Exercise: Reproduce the tiramisu recipe below word for word, everything from "2. Place the" down to "until well combined.".

Document text:
■ ■ ■
A twist on the classic Tiramisu Recipe, the whole family will love!

  • Serves 6-8
  • Preparation time: 10 minutes
  • Cooking time: 40 minutes
  • Allergens: Dairy, Gluten, Eggs

Ingredients

  • 460g Opies Red Berries with Pink Gin and reserved syrup
  • 150g White Chocolate, broken into small pieces, plus extra to garnish
  • 4 Eggs, separated
  • 100g Caster Sugar
  • 250g Mascarpone Cheese
  • 200g Sponge Finger Biscuits

Method

  1. Melt the chocolate in a bowl over a saucepan of simmering water. Remove from the heat and allow to cool.
  2. Place the egg yolks in a mixing bowl with the sugar, beat until thick and pale.
  3. Stir in the mascarpone cheese until really smooth and mix in the cooled melted chocolate.
  4. In a separate bowl, whisk the egg whites until they form stiff peaks. Fold them into the mascarpone and egg mixture until well combined.
  5. Dip half the biscuits in the reserved syrup and place them at the base of a serving dish. Spread half the mascarpone mixture over the biscuits, followed by half the fruit.
  6. Cover the fruit with a second layer of biscuits dipped in reserved syrup, add the remaining fruit, followed by the rest of the mascarpone mixture.
  7. Grate the remaining chocolate and sprinkle over the dessert, cover with cling film and chill in the fridge before serving.

TipThis Tiramisu is delicious when served with cream or ice cream.
■ ■ ■
Stored data:
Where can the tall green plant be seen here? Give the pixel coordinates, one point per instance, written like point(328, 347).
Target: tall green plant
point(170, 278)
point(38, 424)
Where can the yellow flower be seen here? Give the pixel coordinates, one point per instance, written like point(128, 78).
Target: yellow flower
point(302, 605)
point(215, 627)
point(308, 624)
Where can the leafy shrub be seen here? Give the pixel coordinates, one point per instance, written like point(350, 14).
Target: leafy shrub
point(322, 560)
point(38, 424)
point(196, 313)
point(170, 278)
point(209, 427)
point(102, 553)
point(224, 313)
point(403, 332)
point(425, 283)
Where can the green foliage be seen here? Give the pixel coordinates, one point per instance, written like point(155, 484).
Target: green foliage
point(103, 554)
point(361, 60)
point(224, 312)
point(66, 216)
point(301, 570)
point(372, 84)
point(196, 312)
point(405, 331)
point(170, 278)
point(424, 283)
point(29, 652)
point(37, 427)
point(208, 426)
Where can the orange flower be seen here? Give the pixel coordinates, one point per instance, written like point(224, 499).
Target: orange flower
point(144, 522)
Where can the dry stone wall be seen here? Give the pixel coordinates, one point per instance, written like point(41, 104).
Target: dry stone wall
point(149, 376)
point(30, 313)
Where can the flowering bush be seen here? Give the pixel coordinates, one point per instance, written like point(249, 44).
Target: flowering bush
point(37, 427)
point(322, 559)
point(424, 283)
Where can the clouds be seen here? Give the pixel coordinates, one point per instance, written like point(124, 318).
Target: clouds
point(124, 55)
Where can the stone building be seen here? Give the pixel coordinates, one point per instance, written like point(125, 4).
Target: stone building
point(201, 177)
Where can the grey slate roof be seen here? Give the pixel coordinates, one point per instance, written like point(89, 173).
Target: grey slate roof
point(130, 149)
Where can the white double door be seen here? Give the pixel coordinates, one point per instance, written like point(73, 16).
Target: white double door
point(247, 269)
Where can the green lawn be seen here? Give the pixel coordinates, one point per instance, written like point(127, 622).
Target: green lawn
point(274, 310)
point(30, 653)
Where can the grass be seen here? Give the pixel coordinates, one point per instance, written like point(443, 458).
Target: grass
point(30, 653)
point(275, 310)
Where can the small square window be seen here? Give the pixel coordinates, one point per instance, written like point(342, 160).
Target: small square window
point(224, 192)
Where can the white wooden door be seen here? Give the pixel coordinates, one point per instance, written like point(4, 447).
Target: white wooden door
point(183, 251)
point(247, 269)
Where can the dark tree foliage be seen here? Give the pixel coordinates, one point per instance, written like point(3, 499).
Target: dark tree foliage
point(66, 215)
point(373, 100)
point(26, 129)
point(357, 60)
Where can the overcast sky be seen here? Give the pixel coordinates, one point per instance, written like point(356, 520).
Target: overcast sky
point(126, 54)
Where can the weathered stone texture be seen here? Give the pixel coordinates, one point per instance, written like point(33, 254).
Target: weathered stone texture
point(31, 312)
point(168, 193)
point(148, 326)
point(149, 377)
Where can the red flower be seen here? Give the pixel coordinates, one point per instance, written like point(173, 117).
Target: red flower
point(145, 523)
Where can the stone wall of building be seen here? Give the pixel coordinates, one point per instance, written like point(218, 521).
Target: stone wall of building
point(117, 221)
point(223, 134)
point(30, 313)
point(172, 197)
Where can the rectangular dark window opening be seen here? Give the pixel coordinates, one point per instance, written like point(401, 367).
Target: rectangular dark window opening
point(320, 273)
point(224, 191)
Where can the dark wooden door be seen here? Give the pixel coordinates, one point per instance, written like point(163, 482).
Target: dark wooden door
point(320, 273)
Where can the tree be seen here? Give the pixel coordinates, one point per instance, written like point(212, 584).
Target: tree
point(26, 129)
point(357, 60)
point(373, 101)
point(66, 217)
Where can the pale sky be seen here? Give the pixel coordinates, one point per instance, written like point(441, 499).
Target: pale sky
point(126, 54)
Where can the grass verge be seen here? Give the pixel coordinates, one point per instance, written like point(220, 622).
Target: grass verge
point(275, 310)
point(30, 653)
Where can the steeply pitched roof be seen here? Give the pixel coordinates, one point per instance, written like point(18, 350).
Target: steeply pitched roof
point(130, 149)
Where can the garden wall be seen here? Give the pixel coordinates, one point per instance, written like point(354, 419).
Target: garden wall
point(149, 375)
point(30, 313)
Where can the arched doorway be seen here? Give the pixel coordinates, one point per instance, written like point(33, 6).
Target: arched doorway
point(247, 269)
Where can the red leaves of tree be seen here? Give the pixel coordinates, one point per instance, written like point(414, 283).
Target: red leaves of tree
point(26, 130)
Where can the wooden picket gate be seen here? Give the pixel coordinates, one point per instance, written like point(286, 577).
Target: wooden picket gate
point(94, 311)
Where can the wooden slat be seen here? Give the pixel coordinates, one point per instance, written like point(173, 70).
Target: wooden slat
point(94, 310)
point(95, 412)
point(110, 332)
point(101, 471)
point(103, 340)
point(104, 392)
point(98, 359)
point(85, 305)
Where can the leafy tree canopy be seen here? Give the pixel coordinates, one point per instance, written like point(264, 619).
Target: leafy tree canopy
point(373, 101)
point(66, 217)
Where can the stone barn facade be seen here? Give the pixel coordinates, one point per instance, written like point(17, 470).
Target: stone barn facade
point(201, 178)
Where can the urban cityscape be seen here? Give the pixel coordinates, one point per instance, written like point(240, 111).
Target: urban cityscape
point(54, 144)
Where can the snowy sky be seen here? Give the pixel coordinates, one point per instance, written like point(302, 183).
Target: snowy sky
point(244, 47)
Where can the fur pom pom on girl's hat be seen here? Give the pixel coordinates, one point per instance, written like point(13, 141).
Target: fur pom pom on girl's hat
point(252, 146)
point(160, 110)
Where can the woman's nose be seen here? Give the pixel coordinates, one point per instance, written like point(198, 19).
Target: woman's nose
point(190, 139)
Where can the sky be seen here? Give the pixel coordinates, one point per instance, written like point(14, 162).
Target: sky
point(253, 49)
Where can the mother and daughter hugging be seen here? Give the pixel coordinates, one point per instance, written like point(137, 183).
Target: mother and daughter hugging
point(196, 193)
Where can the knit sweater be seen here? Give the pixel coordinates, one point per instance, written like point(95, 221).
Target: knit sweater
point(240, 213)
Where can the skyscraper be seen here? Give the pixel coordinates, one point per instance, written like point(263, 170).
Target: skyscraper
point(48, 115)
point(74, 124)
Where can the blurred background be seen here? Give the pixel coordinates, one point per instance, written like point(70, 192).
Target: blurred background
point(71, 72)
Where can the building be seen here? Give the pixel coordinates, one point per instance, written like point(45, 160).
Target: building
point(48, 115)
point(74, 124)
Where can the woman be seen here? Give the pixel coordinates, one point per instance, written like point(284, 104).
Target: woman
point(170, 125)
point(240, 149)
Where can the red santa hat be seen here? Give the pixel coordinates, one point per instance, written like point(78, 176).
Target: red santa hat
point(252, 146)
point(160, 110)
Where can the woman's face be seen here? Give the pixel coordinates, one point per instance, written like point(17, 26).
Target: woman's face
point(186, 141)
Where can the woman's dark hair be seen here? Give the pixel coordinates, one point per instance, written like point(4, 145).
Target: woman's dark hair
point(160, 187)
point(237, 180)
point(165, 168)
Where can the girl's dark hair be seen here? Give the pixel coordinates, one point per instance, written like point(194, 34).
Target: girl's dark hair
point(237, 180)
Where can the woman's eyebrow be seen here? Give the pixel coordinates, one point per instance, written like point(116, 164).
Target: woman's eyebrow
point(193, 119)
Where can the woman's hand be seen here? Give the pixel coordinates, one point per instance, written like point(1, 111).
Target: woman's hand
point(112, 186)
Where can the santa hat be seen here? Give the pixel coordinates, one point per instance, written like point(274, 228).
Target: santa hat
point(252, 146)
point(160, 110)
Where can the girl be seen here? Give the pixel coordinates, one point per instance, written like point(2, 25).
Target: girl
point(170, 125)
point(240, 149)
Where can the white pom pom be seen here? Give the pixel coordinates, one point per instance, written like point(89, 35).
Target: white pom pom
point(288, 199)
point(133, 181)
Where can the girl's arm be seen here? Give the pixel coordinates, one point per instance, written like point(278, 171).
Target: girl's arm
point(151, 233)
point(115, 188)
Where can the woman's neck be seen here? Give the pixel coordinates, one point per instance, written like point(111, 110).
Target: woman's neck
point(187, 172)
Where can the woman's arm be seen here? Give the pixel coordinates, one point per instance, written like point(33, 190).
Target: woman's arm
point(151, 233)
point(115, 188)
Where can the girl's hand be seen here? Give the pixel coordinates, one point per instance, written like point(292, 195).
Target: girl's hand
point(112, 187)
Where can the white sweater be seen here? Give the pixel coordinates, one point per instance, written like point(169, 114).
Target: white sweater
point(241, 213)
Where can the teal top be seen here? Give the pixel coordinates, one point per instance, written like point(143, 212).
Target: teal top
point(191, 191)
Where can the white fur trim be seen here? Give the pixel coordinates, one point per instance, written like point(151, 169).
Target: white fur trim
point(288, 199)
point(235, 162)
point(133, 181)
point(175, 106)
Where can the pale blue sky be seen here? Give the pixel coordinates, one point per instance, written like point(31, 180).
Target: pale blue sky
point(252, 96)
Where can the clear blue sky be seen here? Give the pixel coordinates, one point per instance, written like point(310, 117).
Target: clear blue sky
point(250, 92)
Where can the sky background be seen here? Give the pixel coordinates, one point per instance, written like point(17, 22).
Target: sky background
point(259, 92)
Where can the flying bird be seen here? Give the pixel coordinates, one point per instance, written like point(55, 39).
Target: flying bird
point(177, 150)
■ ■ ■
Full solution:
2. Place the egg yolks in a mixing bowl with the sugar, beat until thick and pale.
  3. Stir in the mascarpone cheese until really smooth and mix in the cooled melted chocolate.
  4. In a separate bowl, whisk the egg whites until they form stiff peaks. Fold them into the mascarpone and egg mixture until well combined.